-- Aim of the task --
For each entry, output its words exactly and leave any picture behind.
*** Data supplied ***
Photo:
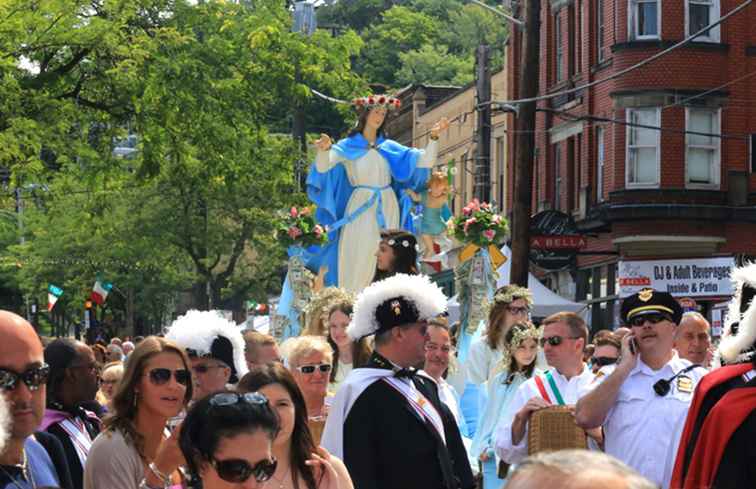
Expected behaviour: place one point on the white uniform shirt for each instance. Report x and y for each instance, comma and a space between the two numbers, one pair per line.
642, 428
569, 389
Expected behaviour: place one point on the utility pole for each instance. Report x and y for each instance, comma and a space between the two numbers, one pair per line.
525, 144
482, 186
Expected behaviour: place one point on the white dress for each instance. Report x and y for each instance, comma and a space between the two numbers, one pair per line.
360, 238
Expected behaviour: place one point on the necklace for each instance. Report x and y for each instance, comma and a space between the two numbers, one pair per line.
25, 472
282, 480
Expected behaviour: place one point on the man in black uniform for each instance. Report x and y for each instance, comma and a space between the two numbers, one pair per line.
716, 449
387, 421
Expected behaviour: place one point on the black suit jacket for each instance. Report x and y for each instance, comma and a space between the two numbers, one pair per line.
387, 445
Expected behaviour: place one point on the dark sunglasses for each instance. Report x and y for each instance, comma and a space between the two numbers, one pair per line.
161, 376
654, 318
238, 471
308, 369
32, 377
603, 361
231, 398
554, 340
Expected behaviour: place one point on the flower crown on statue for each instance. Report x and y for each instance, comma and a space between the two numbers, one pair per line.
371, 101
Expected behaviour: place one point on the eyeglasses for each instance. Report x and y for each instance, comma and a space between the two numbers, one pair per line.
555, 340
603, 361
238, 471
434, 347
203, 369
653, 318
32, 377
161, 376
308, 369
519, 311
230, 398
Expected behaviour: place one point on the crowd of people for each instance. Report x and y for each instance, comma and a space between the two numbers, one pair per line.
373, 396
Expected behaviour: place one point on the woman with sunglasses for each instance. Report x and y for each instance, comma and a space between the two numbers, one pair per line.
134, 452
226, 440
310, 360
518, 363
301, 464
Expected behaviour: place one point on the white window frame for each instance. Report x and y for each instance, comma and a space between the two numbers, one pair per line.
600, 31
628, 115
716, 147
715, 14
632, 20
600, 161
558, 48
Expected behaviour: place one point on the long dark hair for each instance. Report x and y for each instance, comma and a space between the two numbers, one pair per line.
405, 257
360, 349
125, 400
362, 122
206, 425
302, 443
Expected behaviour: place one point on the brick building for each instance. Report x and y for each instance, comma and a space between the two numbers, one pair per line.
671, 202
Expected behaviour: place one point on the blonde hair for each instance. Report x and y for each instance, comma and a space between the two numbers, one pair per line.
304, 345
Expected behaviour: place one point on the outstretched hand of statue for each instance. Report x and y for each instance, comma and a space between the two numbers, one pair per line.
324, 143
441, 125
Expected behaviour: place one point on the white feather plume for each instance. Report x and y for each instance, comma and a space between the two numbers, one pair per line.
5, 423
732, 346
196, 330
428, 298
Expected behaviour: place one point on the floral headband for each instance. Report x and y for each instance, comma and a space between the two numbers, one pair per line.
371, 101
405, 243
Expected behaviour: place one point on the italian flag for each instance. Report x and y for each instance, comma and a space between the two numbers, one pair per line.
53, 294
100, 291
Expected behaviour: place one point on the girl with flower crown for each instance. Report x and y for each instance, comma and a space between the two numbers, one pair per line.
356, 184
518, 364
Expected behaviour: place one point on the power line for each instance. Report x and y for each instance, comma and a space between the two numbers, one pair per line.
635, 66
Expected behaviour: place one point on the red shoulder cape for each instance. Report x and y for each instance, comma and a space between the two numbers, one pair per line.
721, 422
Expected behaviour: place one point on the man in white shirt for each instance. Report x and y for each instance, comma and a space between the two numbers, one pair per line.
564, 338
643, 403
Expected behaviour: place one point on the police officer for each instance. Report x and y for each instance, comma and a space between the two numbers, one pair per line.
643, 403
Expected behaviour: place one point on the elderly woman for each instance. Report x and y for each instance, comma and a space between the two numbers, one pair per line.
310, 359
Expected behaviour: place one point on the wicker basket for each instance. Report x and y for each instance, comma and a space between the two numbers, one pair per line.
554, 428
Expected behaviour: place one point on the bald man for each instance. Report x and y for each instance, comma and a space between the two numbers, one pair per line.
693, 340
23, 375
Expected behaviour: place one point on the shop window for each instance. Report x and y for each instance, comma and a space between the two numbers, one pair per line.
643, 147
702, 153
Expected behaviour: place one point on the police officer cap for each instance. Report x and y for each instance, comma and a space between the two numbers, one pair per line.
650, 301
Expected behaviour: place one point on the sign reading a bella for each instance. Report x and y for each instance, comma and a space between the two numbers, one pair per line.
694, 278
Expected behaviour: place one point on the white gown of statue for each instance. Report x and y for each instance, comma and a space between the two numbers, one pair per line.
360, 238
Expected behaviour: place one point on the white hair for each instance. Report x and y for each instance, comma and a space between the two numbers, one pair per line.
573, 462
5, 423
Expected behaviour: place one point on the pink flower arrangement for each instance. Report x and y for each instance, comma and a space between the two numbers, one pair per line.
479, 224
297, 227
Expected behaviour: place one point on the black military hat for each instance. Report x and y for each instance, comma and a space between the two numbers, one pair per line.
650, 301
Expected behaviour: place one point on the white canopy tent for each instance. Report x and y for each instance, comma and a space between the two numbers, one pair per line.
545, 301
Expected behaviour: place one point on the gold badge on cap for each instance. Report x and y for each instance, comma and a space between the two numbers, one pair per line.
684, 384
646, 294
397, 307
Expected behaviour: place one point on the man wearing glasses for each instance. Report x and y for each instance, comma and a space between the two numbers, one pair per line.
26, 461
564, 337
72, 382
643, 403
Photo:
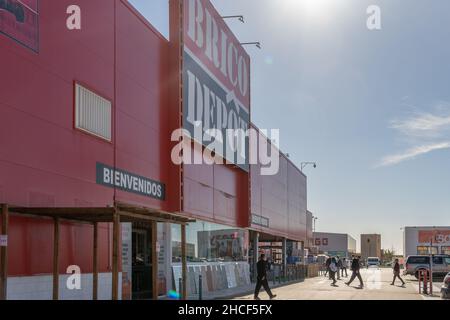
*** End of Data supplied ***
-- Response --
Photo:
Expected behaviour: place one point on the white uniform shirt for each instance. Report x and y for each instance, comma and a space between the two numbers, one pair per line.
642, 428
569, 389
Expected behaviour: place one point on the utility pole for each instance. Report x and y for each instance, comma and a space between the two numbers, one pair per line.
525, 144
482, 186
Expected behaviour: place one point on the white dress for each instance. Report x and y for each instance, comma and a space between the two numbers, one pair per line.
360, 238
Expected behaviour: place one point on the necklace for each instance. Report x and y for each instance, comma and a space between the two numbers, one pair per line.
25, 472
282, 480
Expected behaviour: place one point on the man in black uniform for each instance. Report x and y for each instance, comma and a space between the two numbers, one pair per line.
716, 449
387, 421
Expected behaviour: place one point on the black suit jacket for each instance. Report x and y for each instance, comma and a space between the two numbers, one pair per line.
387, 445
Expected behaviour: place one point on the dark sunglasses for each instance. Report x and y for each instance, comma and a space between the two numbers, one pair per line.
161, 376
654, 318
238, 471
308, 369
32, 377
603, 361
231, 398
554, 340
Expected behaviour: place one point on the flower crown on statue for each instance. Report x and y for each instance, comma and a space between the two numbers, one pair per line.
371, 101
Expected behaviour: place one point on the eyeglasses for each instance. Report x and y for each instance, comma and a space between the two numbers, one pair per line.
555, 340
603, 361
238, 471
434, 347
203, 369
653, 318
32, 377
161, 376
308, 369
519, 311
230, 398
Expected behaviour: place one point on the crowd of people for each instance. Report x and y for each instance, comma and a space between the two numbers, one pair per line.
373, 396
Expected behaviour: place one point on the woman with sunglasses for each instance. Report x and y for each instance, comma and a space between the two numbers, one pair per line.
134, 452
226, 440
310, 360
518, 363
301, 464
Expected behaviour: place one point on the white window frame for each instance. Report x and y for each instance, comma and a space between the two numbers, one pair per line.
600, 31
628, 115
716, 147
715, 14
632, 20
600, 161
558, 48
Expected behaviour: place one point on the long dark hair for each instance. Report x and y for each instance, comma and a space between the two numbers, one pair per line.
405, 257
360, 349
125, 400
362, 122
206, 425
302, 443
Expected behaviour: place one point on the brick building for each instance. Report x and y for each instance, comma and a space between the two numbers, one pair per line.
671, 202
Expected behaviour: place one point on the blonde hair for each instance. Report x and y for each instance, comma and a space between the two numbers, one pair per line.
304, 345
Expected behaviour: place one point on the outstretched hand of statue for each instance. Report x and y for each instance, comma and a space between the two numbers, one pair per line.
324, 143
441, 125
Expected behaviour: place one point on the white feather plume for each instance. Report x and y for each instance, comma and a space between the two numbers, one pair per line.
5, 423
732, 346
196, 330
428, 298
Expected behaviour: place one point on the floral headband for each instance. Report x and y for each instance, comma and a space between the two numbers, one pair per line.
371, 101
405, 243
Expected behaviour: place one point on the italian flag for each instance. Report x and y for each instance, comma and a space between the two numbers, one pair per line.
53, 294
100, 291
Expected behaviour: place one point on the girl with flower crown for each instance. Report x and y for each instance, comma and a space between the two numbers, one pair per line.
356, 184
518, 364
Expected behaviour: place one point on the power line for each instance. Report x and y for each instance, comma and a space between the two numbers, one pair per line.
635, 66
Expected behaviour: place one point on the red shoulder cape for each instance. Report x and y for each instance, comma and a space between the two numbers, one pair per line.
721, 422
Expected behaviour: place one point on the man in white shirt for each instance. Report x and y for each instance, comma and a space between the two numbers, one pair per line.
564, 338
643, 403
Expected behaviour: place one point on the police officer for each instance. Report x and y for each instance, comma and a space between the two numbers, one pair per line.
643, 403
Expected behaviour: place one point on the elderly woman for each instance. Report x and y for each instance, comma and a space between the two numbers, one pair per line.
310, 359
Expected behaviour: place one point on the wicker basket for each instance. Report x and y for each instance, comma and a space between the two numbers, one pair per line.
554, 428
Expected behaviour: place one point on the bald man for each instance. Report x and y for each instance, comma and a space between the two numbers, one pair per line.
693, 340
23, 375
Expected behaviour: place one point on the shop window for each instance. Report x and y for each instance, comma and a space between the two numbers, one pair per line.
643, 147
702, 153
Expected behaviour: place one point on the police officer cap for each instance. Report x and y for each instance, comma and a space between the two numbers, one pair per line.
650, 301
Expected behaviour: place one point on the sign reading a bella for each instance. Report x and y for each instance, comma and a space between the two numbers, one pair per line.
694, 278
Expected behaviour: place one point on the white gown of statue for each instance. Report x and y for each instance, comma and a space between the two numbers, one pair per line.
360, 238
Expected behaviour: place one point on the white hair for each instance. Report x and y for each instance, comma and a space between the two numbers, one pair per line.
573, 462
5, 423
Expected behaviour: place one point on the pink flower arrangement for each instance. Report x and y for each instance, comma and a space between the two numbers, one pair per line.
479, 224
297, 227
Expected behaviour: place one point on the black military hat for each instance. Report x and y for each instance, comma and a space between the two numbers, one pair per line.
650, 301
Expected behaviour: place one point on the white canopy tent for each instance. Report x and y for each instance, comma and a space between the two numbers, one pair per line.
545, 301
Expected behaviour: place one point on the gold badge on cap for each instance. Report x and y for each instance, comma and a space between the two numbers, one pair per line.
684, 384
646, 294
397, 307
Expected behaviour: place one point on the man wearing glasses for each instance. Report x and y for each instance, comma and a space between the two numbers, one pair per line.
26, 461
564, 337
72, 382
643, 403
Photo:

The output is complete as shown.